▶ **Brief**: Pull out all lines from the listing below in which the word "walkway" appears.

▶ **Data provided**:

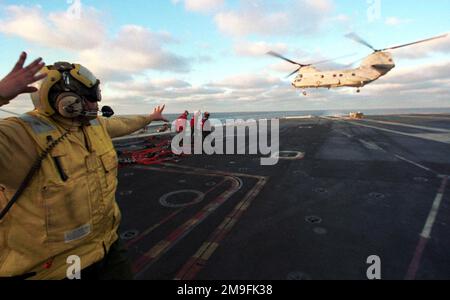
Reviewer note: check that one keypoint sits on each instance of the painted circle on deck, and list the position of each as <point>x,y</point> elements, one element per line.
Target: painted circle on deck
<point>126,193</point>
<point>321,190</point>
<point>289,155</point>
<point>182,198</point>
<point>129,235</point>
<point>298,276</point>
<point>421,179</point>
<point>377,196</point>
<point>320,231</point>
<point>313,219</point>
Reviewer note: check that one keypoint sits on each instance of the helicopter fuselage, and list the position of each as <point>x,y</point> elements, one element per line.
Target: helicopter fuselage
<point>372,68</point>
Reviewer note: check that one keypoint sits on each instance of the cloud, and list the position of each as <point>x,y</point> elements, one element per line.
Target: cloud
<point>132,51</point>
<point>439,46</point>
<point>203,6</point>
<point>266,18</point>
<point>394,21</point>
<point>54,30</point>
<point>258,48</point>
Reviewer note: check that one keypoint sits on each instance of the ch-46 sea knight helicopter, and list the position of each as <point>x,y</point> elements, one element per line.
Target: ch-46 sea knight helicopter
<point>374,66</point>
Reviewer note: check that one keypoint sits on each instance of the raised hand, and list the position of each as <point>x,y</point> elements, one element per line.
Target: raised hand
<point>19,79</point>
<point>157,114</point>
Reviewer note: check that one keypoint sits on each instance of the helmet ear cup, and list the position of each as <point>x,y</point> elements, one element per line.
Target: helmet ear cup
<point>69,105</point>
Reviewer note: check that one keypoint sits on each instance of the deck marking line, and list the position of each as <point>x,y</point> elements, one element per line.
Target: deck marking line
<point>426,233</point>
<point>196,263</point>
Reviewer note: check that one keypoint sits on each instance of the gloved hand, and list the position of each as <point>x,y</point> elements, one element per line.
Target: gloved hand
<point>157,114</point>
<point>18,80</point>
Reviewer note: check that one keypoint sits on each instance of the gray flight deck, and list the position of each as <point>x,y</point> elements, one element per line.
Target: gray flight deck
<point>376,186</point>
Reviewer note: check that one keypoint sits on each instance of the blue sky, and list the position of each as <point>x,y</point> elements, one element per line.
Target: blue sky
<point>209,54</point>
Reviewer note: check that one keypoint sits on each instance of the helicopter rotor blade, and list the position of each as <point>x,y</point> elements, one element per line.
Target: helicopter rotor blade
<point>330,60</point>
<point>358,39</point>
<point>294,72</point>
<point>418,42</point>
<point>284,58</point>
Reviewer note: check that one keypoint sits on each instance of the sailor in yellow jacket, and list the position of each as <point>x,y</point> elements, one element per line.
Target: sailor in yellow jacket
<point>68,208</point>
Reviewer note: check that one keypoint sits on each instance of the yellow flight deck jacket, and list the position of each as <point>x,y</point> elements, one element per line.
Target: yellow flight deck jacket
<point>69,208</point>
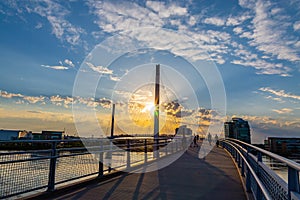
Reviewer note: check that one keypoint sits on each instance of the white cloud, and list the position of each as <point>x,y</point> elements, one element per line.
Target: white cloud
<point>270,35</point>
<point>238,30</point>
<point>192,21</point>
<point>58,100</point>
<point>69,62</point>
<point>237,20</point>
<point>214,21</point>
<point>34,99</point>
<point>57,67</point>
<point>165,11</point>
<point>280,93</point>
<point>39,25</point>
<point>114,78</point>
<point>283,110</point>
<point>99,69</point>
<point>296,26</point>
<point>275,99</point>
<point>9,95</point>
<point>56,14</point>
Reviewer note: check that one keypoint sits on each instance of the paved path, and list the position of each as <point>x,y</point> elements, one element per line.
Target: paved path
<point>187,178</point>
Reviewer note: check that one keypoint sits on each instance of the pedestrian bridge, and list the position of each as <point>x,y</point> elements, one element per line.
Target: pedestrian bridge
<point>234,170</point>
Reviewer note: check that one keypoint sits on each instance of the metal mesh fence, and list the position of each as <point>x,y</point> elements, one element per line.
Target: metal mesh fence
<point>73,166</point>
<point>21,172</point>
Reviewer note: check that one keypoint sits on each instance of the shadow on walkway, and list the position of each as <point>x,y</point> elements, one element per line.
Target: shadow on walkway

▶ **Result**:
Reviewer note: check that one keypoint sits on each instance of the shadow on walkway, and list the position of each as <point>x,y</point> elements, one element per line.
Target: shadow on walkway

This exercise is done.